- _Task prompt_
Show every line of the data below that contains the string "bracket", matching uppercase and lowercase exactly.

- _Exercise data_
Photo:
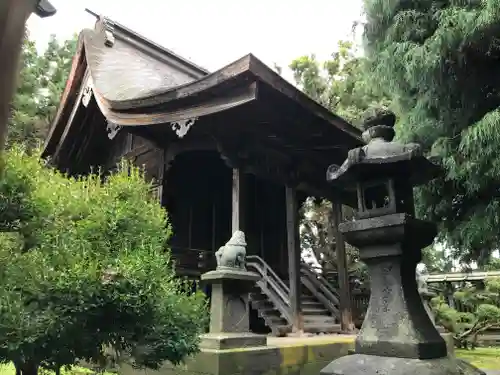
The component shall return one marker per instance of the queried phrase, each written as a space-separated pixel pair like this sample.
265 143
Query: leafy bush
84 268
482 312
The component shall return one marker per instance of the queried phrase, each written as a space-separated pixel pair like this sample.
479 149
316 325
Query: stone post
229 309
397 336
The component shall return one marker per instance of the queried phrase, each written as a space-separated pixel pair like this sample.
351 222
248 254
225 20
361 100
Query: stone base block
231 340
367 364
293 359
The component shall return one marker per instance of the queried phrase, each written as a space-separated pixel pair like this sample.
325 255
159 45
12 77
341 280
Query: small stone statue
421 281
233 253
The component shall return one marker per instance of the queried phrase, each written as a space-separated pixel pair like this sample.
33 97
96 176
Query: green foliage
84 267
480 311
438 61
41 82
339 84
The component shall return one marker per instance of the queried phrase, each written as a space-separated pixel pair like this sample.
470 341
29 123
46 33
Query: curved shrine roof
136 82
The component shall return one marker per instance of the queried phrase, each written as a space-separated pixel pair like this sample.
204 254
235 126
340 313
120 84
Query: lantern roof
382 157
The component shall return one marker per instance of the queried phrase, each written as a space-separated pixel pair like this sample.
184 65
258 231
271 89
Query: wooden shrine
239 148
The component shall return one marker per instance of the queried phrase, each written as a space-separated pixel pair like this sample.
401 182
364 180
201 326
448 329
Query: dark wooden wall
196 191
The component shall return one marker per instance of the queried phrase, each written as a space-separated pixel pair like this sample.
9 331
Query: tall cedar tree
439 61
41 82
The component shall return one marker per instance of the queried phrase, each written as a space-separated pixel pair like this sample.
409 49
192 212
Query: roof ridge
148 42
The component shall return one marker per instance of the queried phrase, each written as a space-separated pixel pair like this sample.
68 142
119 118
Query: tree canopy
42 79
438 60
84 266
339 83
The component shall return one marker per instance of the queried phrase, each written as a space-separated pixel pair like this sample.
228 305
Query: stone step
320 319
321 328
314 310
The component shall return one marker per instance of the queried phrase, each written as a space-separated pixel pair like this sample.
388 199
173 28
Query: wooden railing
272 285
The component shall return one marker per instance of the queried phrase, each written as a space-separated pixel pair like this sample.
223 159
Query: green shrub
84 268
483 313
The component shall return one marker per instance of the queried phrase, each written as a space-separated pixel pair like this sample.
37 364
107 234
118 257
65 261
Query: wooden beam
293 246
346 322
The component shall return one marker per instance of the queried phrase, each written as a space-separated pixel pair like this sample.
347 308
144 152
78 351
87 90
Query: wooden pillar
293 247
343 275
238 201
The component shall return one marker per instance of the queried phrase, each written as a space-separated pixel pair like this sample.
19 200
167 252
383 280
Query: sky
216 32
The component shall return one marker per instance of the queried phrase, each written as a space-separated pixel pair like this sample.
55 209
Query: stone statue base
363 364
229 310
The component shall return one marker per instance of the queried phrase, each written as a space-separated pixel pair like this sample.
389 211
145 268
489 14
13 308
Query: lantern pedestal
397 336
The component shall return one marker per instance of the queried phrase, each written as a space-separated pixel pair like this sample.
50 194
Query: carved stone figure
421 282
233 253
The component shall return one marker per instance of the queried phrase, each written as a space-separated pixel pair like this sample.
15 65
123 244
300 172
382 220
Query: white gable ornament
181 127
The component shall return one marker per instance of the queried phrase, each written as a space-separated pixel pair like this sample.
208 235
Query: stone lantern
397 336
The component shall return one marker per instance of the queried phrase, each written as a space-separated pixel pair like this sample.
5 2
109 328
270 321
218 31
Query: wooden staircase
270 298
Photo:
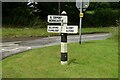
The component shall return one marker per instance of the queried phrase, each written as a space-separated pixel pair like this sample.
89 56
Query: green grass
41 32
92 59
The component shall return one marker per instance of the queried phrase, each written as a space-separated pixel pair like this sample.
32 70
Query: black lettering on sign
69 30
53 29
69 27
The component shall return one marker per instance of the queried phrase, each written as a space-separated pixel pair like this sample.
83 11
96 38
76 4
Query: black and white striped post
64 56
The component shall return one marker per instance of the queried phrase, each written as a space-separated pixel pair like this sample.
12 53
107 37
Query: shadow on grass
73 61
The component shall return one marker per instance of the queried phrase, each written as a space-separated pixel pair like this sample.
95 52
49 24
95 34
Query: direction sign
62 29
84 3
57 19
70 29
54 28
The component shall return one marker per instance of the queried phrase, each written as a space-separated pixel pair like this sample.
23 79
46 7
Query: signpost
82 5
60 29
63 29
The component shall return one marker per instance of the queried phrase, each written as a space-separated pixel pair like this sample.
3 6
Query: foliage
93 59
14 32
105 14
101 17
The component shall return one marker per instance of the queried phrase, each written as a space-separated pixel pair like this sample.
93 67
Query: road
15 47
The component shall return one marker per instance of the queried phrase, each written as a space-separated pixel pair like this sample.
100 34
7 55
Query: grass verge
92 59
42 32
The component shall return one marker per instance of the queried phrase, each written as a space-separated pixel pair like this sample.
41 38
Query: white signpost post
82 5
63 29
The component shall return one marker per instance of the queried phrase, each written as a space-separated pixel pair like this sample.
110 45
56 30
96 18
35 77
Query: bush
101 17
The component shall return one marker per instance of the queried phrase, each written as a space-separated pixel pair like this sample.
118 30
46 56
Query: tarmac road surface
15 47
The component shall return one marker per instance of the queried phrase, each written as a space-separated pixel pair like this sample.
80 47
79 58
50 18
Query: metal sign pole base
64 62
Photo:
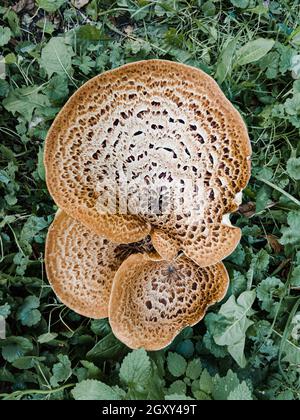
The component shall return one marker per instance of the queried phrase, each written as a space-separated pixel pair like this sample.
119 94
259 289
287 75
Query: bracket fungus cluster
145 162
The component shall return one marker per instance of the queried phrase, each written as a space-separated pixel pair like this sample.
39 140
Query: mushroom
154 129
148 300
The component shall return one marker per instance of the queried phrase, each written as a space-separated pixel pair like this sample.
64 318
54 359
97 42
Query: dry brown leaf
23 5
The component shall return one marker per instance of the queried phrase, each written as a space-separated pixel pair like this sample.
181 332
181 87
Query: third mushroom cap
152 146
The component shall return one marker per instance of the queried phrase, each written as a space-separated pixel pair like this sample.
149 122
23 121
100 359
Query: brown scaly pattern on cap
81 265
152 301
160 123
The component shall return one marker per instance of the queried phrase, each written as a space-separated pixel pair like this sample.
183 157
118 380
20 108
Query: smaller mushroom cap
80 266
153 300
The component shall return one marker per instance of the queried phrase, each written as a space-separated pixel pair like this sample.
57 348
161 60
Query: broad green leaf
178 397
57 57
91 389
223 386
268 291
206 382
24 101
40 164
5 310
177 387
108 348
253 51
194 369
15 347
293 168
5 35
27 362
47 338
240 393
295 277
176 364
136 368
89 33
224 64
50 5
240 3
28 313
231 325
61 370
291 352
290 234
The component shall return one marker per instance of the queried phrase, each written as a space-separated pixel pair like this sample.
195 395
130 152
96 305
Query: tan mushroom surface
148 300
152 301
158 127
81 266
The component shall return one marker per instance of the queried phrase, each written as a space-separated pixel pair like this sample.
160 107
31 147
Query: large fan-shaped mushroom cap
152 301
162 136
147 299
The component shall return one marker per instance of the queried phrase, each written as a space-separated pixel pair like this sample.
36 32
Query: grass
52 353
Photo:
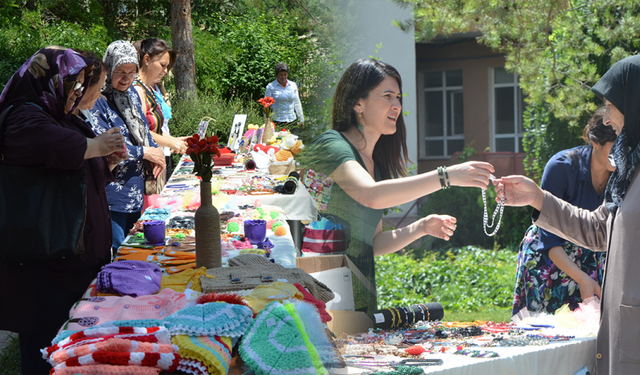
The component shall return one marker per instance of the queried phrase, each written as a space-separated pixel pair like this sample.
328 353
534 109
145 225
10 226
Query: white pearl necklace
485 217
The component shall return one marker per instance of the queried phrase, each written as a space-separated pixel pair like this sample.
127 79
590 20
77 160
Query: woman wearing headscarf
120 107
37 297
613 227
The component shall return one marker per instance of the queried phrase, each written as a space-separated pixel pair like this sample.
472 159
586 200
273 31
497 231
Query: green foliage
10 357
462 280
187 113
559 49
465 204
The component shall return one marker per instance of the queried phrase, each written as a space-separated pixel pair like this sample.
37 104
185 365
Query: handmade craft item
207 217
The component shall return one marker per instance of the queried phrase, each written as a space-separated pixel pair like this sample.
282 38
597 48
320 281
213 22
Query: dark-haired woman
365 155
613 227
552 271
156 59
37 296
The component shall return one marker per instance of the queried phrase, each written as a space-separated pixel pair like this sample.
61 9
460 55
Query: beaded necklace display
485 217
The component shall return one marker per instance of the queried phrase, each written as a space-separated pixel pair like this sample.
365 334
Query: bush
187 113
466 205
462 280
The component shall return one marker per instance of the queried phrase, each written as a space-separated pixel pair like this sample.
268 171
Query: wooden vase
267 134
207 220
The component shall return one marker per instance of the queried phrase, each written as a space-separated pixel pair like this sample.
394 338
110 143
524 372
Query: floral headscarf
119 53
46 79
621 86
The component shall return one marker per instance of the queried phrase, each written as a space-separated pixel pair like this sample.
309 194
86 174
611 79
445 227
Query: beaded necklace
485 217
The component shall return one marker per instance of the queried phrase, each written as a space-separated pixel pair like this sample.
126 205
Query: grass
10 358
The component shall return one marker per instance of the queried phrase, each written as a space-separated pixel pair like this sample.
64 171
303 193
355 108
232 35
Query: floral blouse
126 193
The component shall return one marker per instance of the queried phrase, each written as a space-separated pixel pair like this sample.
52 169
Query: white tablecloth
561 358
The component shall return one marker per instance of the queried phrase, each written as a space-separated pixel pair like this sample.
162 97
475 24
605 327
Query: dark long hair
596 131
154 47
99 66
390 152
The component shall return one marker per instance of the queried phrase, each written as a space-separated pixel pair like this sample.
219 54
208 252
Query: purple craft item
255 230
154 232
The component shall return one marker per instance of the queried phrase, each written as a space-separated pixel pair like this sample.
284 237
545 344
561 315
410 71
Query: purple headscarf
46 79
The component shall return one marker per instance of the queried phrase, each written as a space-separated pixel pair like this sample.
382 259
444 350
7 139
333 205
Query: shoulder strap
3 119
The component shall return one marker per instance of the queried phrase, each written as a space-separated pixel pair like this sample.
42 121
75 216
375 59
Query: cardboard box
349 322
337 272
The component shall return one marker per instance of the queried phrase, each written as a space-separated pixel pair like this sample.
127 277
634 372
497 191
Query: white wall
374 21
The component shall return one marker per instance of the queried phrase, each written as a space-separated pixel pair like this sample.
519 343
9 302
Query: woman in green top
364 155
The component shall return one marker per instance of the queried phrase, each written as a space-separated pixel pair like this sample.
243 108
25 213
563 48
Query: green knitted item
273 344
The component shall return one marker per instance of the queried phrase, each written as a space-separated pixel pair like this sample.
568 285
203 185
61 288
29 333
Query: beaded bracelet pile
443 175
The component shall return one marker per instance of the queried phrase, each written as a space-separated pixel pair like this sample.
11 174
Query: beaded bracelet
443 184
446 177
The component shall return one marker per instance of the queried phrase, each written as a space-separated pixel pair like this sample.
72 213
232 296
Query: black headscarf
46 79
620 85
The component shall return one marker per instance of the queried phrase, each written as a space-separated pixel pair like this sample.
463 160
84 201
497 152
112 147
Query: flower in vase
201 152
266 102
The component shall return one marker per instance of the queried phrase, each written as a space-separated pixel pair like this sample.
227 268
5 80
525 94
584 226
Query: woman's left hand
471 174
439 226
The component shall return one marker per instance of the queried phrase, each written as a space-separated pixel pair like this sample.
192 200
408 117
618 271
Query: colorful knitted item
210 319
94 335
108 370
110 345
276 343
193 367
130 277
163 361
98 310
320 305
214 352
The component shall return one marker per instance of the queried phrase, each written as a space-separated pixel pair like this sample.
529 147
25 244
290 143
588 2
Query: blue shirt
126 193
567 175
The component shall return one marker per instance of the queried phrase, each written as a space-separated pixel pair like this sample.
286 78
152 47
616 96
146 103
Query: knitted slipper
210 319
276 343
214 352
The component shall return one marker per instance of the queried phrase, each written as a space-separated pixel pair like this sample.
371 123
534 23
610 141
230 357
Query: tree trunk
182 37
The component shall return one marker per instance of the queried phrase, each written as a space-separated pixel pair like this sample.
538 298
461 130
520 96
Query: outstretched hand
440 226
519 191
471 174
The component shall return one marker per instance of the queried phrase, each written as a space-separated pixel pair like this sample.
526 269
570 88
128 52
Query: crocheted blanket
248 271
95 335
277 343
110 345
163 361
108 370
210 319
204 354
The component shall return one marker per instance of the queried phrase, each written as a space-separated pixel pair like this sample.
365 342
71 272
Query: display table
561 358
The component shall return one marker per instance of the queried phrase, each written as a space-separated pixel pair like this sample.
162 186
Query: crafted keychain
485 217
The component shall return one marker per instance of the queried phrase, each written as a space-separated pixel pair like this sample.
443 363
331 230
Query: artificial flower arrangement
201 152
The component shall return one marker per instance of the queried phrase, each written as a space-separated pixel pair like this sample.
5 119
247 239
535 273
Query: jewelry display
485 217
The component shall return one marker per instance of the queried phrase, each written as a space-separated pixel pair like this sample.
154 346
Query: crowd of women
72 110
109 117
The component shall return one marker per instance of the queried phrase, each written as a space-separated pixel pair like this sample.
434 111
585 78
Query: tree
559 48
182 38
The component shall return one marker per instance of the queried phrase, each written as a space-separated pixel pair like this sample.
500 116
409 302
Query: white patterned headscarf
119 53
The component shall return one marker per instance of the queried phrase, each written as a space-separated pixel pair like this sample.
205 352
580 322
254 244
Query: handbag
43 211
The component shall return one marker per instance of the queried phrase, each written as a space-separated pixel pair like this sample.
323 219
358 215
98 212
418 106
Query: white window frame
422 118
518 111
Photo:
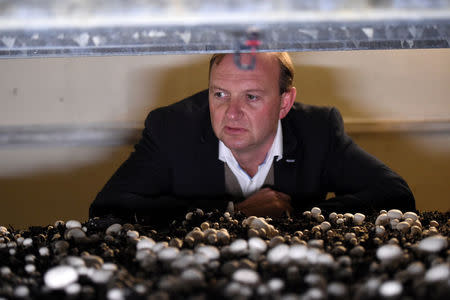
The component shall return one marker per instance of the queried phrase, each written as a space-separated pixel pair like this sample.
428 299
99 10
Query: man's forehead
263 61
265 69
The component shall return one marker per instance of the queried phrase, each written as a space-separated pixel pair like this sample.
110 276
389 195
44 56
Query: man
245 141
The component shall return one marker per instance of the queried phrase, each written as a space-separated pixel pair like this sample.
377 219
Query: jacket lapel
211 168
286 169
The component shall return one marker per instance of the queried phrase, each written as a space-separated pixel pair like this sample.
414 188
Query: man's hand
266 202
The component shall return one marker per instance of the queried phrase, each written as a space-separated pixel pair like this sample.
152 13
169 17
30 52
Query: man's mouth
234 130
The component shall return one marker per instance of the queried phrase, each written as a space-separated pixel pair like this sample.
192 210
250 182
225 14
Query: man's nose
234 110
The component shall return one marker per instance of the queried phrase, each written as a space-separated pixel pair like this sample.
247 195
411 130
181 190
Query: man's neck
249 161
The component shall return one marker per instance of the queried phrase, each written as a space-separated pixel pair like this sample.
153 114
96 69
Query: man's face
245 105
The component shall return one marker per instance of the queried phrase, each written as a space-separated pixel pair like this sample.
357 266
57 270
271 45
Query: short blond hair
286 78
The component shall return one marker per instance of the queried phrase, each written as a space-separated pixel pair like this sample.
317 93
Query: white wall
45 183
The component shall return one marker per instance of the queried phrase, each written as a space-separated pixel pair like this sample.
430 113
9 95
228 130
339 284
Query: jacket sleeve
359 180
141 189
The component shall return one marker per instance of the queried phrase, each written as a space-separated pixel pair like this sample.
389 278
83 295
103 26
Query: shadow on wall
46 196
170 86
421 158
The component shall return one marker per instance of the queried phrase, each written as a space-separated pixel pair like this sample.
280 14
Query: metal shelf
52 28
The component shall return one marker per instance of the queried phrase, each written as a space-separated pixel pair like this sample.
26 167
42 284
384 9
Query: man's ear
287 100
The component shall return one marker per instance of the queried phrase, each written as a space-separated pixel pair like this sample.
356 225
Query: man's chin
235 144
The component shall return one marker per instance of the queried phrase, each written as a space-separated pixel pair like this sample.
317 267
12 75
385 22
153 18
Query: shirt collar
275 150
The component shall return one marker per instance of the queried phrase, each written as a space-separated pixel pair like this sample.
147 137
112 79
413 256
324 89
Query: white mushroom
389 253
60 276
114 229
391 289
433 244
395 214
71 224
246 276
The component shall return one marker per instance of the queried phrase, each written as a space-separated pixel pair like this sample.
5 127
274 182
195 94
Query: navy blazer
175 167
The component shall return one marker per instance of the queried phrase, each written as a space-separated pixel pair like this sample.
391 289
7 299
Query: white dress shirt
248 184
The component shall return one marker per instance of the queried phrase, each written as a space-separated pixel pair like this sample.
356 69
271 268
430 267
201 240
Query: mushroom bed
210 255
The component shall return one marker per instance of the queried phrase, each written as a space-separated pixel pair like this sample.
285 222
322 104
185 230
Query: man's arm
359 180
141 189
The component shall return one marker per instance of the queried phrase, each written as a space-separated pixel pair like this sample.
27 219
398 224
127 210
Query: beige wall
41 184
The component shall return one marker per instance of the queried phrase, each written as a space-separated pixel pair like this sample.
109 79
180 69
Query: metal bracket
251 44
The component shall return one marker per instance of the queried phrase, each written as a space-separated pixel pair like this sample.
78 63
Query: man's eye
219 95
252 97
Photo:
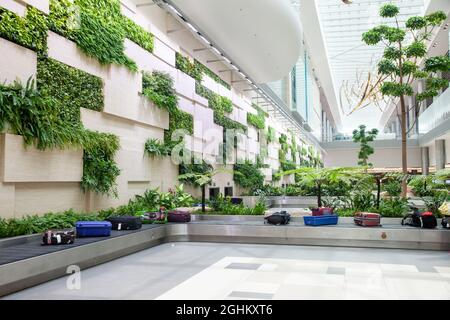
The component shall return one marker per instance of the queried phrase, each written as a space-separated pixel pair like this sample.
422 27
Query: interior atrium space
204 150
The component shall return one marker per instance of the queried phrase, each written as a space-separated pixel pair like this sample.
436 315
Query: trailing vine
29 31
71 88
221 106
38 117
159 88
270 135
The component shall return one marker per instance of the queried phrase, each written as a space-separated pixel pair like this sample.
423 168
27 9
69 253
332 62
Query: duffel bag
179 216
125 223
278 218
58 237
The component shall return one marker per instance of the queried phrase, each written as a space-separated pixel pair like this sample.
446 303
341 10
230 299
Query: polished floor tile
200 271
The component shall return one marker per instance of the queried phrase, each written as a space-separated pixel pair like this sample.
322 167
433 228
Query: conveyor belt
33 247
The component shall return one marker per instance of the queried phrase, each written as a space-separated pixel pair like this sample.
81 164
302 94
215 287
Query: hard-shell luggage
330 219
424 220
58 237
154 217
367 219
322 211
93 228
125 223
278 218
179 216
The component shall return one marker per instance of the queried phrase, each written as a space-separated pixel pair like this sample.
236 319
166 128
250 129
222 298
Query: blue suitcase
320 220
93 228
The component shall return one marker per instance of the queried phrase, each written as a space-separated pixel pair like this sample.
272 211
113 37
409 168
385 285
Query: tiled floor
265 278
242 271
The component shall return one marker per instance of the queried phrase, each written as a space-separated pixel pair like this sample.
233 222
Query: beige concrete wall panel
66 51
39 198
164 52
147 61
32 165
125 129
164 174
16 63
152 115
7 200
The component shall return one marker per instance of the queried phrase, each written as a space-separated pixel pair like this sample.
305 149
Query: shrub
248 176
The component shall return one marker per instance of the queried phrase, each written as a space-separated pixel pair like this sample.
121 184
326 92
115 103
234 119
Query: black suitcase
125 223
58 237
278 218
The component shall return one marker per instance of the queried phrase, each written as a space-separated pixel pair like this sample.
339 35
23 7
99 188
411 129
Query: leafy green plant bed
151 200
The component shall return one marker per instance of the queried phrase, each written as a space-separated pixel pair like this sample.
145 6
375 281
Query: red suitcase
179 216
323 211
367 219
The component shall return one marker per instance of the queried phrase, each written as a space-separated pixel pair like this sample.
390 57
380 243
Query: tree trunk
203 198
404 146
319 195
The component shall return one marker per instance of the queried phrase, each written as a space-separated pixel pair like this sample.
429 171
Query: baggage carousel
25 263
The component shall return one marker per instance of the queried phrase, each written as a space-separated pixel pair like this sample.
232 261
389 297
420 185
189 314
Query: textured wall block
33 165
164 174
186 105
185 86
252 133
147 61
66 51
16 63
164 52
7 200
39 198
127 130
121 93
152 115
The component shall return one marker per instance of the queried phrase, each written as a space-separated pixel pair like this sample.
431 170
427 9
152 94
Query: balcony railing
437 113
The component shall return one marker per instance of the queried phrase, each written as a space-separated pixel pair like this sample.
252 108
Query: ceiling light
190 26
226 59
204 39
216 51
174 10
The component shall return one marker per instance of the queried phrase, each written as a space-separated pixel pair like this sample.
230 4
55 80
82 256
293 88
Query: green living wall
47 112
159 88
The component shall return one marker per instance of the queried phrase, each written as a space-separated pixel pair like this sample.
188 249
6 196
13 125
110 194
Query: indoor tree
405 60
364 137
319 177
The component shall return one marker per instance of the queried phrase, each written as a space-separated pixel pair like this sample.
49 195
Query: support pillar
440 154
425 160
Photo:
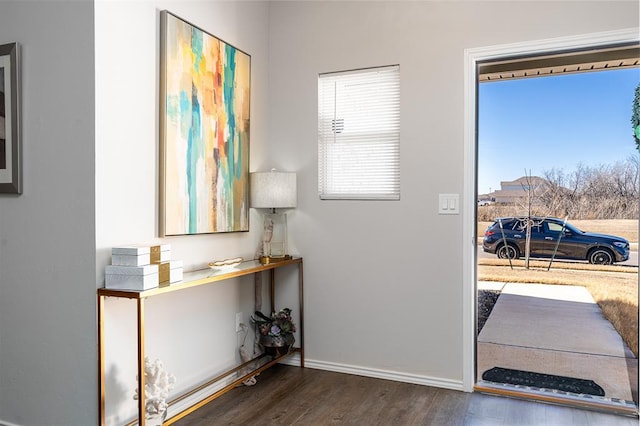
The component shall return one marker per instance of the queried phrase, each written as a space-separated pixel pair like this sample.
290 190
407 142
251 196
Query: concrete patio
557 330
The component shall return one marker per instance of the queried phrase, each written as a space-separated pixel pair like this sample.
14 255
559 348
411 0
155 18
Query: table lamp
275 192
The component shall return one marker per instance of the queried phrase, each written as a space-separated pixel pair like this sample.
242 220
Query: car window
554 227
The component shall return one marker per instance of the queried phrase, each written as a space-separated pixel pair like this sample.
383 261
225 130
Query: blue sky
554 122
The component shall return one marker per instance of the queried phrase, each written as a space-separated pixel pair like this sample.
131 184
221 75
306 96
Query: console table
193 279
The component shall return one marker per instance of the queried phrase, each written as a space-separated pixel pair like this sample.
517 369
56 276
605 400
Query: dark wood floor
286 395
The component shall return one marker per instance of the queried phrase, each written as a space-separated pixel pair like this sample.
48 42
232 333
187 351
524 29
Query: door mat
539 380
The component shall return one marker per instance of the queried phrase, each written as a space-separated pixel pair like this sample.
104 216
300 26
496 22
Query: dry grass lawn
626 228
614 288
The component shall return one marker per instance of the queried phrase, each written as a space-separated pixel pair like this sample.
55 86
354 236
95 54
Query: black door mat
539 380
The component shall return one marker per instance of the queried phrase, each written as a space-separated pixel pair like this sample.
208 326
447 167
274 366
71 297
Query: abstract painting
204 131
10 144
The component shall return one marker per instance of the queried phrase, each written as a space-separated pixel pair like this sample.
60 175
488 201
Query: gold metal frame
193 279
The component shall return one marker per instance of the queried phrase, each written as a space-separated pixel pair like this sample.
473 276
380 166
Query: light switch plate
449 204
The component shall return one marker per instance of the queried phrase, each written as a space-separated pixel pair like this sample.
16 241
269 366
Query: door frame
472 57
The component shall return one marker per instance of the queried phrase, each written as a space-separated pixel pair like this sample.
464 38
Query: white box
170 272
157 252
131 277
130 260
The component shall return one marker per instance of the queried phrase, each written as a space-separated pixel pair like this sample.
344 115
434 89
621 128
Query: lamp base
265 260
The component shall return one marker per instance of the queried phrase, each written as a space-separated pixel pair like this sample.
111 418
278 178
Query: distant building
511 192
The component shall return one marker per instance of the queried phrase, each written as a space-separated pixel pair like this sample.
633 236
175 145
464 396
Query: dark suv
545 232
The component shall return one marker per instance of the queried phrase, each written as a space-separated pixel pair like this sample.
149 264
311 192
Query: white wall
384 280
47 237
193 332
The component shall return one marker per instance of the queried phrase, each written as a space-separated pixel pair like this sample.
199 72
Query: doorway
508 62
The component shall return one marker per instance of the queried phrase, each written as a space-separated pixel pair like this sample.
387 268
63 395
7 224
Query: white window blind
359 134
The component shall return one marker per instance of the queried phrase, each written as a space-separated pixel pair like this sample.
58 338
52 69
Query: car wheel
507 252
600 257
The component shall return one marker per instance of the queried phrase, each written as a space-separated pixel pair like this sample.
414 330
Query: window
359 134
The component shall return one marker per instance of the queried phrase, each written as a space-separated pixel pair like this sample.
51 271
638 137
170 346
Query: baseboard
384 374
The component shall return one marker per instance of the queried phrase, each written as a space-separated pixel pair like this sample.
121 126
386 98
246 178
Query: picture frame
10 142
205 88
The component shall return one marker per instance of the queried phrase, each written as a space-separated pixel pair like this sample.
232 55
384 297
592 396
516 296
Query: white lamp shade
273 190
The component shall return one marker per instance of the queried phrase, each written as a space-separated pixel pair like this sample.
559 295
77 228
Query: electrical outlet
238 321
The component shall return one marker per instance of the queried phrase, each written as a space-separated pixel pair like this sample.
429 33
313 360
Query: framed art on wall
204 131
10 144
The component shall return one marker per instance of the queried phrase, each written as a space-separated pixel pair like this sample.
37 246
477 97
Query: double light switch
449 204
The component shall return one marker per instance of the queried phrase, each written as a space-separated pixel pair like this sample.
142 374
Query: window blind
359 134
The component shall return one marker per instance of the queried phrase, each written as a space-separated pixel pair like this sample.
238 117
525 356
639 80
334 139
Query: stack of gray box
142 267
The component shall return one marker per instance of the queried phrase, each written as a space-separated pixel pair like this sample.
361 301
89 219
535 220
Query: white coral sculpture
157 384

- _The output_
Query: bracket fungus cluster
Query: metal bracket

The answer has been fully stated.